Reproduce the listing from the line with "Labeling job — category: tree." to the line with "194,146,273,211", both ends included. Leave each labeling request unchanged, but multiply every bounding-box coordinate in the answers by 1.6 and round to whole numbers, with halves rounded up.
— begin RECORDS PROVIDED —
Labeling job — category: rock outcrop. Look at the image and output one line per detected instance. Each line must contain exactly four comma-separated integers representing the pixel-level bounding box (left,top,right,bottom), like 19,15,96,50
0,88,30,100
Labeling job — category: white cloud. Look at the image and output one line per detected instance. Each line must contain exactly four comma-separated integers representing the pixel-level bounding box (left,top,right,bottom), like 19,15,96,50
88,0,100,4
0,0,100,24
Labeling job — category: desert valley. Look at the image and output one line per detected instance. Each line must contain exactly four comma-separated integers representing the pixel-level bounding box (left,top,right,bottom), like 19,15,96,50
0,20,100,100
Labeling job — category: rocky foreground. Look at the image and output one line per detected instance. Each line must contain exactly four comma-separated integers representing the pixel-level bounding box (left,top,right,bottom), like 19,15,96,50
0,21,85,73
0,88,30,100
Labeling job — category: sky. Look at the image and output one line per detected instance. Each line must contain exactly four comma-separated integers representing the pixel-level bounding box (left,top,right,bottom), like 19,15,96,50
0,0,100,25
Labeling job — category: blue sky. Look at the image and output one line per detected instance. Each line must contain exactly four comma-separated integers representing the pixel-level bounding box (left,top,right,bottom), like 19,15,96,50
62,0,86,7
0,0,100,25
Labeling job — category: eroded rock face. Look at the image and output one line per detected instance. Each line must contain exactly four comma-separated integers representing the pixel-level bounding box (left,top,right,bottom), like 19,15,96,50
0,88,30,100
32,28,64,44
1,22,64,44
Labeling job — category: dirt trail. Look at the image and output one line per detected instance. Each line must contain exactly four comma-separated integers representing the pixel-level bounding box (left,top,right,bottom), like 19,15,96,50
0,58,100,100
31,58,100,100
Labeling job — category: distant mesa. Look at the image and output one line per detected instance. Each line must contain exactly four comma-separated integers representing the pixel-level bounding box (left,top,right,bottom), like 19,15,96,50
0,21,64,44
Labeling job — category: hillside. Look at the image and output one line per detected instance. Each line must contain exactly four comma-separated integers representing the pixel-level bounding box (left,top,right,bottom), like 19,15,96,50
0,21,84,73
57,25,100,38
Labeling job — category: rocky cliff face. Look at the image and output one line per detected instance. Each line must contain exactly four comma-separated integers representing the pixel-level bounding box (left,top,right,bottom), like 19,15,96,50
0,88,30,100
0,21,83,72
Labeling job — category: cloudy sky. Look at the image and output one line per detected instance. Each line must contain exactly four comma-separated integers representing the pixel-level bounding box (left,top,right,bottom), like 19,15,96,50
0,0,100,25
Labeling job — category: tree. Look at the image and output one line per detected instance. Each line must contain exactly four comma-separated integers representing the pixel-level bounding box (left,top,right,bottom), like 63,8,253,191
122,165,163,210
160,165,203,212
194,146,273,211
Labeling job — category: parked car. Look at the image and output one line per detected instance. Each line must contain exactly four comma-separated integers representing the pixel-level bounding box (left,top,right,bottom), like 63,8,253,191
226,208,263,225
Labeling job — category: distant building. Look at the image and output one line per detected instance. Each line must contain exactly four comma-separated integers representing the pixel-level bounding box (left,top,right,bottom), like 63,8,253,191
— end RECORDS PROVIDED —
▶ **RESULT OF THIS TASK**:
Labeling job — category: tree. Look at the image and output one line per detected instance. Each line must contain exactly four comma-separated integers representing the pixel-level bounding box (left,top,right,bottom), like 63,8,253,191
195,264,261,336
256,264,325,339
310,234,437,338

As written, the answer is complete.